§ ПОКАЗАННЫЙ ТЕКСТ
--
В тот момент, когда он был готов, я позволил ему уйти. Я сказал ему: «Теперь ты можешь отбросить свое тело».
Между нами возник глубокий контакт. Из-за своей болезни он не мог приходить ко мне — так иногда под маской скрываются благословения. Из-за того, что он не мог физически видеться со мной, мало-помалу установился внутренний контакт.
Позавчера я позвал в свою комнату Шилу, просто чтобы сказать ей: «Пришло время. Чинмайя может уйти — он готов. Теперь ему больше не нужно выносить страдания в теле. Он сделал все, что требовалось, он достиг определенной внутренней целостности. Да, он родится еще раз, но это великое достижение».
Он умер из шестого центра. Прийти к седьмому центру в таком состоянии было бы почти невозможно, даже и это было почти чудом — умереть на такой высоте.
--
[Сохранённые записи данных]
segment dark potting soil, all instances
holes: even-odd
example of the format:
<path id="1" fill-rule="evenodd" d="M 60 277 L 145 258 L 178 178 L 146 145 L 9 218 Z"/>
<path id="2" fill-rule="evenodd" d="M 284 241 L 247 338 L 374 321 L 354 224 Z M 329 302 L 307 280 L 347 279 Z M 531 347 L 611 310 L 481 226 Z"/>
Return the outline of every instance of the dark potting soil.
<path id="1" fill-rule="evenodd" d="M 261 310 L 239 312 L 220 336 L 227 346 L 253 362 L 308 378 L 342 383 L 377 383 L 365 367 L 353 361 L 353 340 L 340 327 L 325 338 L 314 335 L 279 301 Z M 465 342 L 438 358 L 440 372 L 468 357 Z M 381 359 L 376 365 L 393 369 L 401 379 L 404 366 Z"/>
--
§ ЗАДАНИЕ
Продублируйте дословно часть текста о смерти Чинмайи, которая начинается со слов «Позавчера я позвал» и заканчивается словами «на такой высоте.». Строки не связаны с текстом и представляют собой отдельный материал.

§ ОТВЕТ
Позавчера я позвал в свою комнату Шилу, просто чтобы сказать ей: «Пришло время. Чинмайя может уйти — он готов. Теперь ему больше не нужно выносить страдания в теле. Он сделал все, что требовалось, он достиг определенной внутренней целостности. Да, он родится еще раз, но это великое достижение».
Он умер из шестого центра. Прийти к седьмому центру в таком состоянии было бы почти невозможно, даже и это было почти чудом — умереть на такой высоте.